===== PAGE EXCERPT =====

2015-04-15 Thread Donna Lee Scott
In Lansing, this morning, while my car was being repaired at Snyder's Repair 
Shop on Ford Hill Rd (excellent place, specializes in foreign cars, great 
waiting room with bird feeders over garden outside).
Ford Hill Rd. is a little dead-end off Lansingville Rd. just north of 
intersection with Lockerby Hill /Jerry Smith Roads (those roads change names 
there).

Right off the bat while walking down the hill to end of road and into the large 
NYSEG-owned, partially-thicketed meadow with small trees and a narrow woods 
edge around some of it, I found a pair of Chipping Sparrows, a Song Sparrow, 
then a pair of Bluebirds (checking out a blue bird nest box in a yard). Robins 
were all over the place, along with a few House Sparrows. I heard a lot of RW 
Blackbirds and Grackles.
I walked around the gate and into the meadow with its great view across the 
Salmon Creek valley; it was sunny and quiet. After clomping around a thicket 
and a muddy ATV track, I started hearing more birds.

I looked up ahead and saw a beautiful Brown Thrasher (FOY for me) sitting near 
the top of a small tree singing away in the sun. An all-yellow male Goldfinch 
sat in another tree nearby. Soon some Black Capped Chickadees appeared very 
near where I stood and Song Sparrows flitted about. More Robins explored the 
ground.

I circled around to another ATV trail that runs in the small woods along a farm 
field above the meadow; saw some Crows. Not much else there except 2 Downy 
Woodpeckers drumming in response to the other (I think).

===== SOURCE DATA =====

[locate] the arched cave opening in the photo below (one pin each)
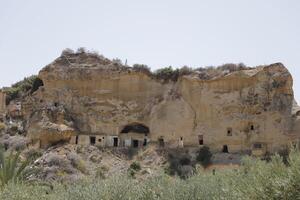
(136, 128)
(225, 149)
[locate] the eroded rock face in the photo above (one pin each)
(243, 110)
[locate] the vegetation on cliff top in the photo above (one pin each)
(165, 73)
(27, 86)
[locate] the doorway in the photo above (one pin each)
(135, 143)
(161, 142)
(225, 149)
(116, 142)
(92, 140)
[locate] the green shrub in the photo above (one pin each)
(180, 164)
(28, 84)
(204, 156)
(255, 179)
(77, 162)
(135, 166)
(141, 68)
(12, 169)
(101, 172)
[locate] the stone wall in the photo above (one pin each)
(243, 110)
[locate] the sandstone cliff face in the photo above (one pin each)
(239, 111)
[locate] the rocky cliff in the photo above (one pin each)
(233, 110)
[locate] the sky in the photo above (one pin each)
(158, 33)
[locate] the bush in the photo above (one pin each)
(33, 154)
(141, 68)
(135, 166)
(55, 160)
(12, 169)
(255, 179)
(21, 88)
(101, 172)
(180, 164)
(204, 156)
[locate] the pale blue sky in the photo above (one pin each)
(157, 33)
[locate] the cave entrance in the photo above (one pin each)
(161, 142)
(92, 140)
(135, 143)
(225, 149)
(136, 128)
(116, 141)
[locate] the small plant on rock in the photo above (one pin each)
(12, 169)
(204, 156)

=====

EXERCISE TASK 1:
Translate this sentence from the birding report into Spanish: "Robins were all over the place, along with a few House Sparrows."
EXERCISE TASK 2:
Please reproduce the rows word for word, everything from the line containing "[locate] the sandstone" down to the last of the rows.
The birding report and the rows have nothing to do with each other.

TASK RESULT 1:
Los petirrojos estaban por todas partes, junto con unos cuantos gorriones comunes.

TASK RESULT 2:
[locate] the sandstone cliff face in the photo above (one pin each)
(239, 111)
[locate] the rocky cliff in the photo above (one pin each)
(233, 110)
[locate] the sky in the photo above (one pin each)
(158, 33)
[locate] the bush in the photo above (one pin each)
(33, 154)
(141, 68)
(135, 166)
(55, 160)
(12, 169)
(255, 179)
(21, 88)
(101, 172)
(180, 164)
(204, 156)
[locate] the pale blue sky in the photo above (one pin each)
(157, 33)
[locate] the cave entrance in the photo above (one pin each)
(161, 142)
(92, 140)
(135, 143)
(225, 149)
(136, 128)
(116, 141)
[locate] the small plant on rock in the photo above (one pin each)
(12, 169)
(204, 156)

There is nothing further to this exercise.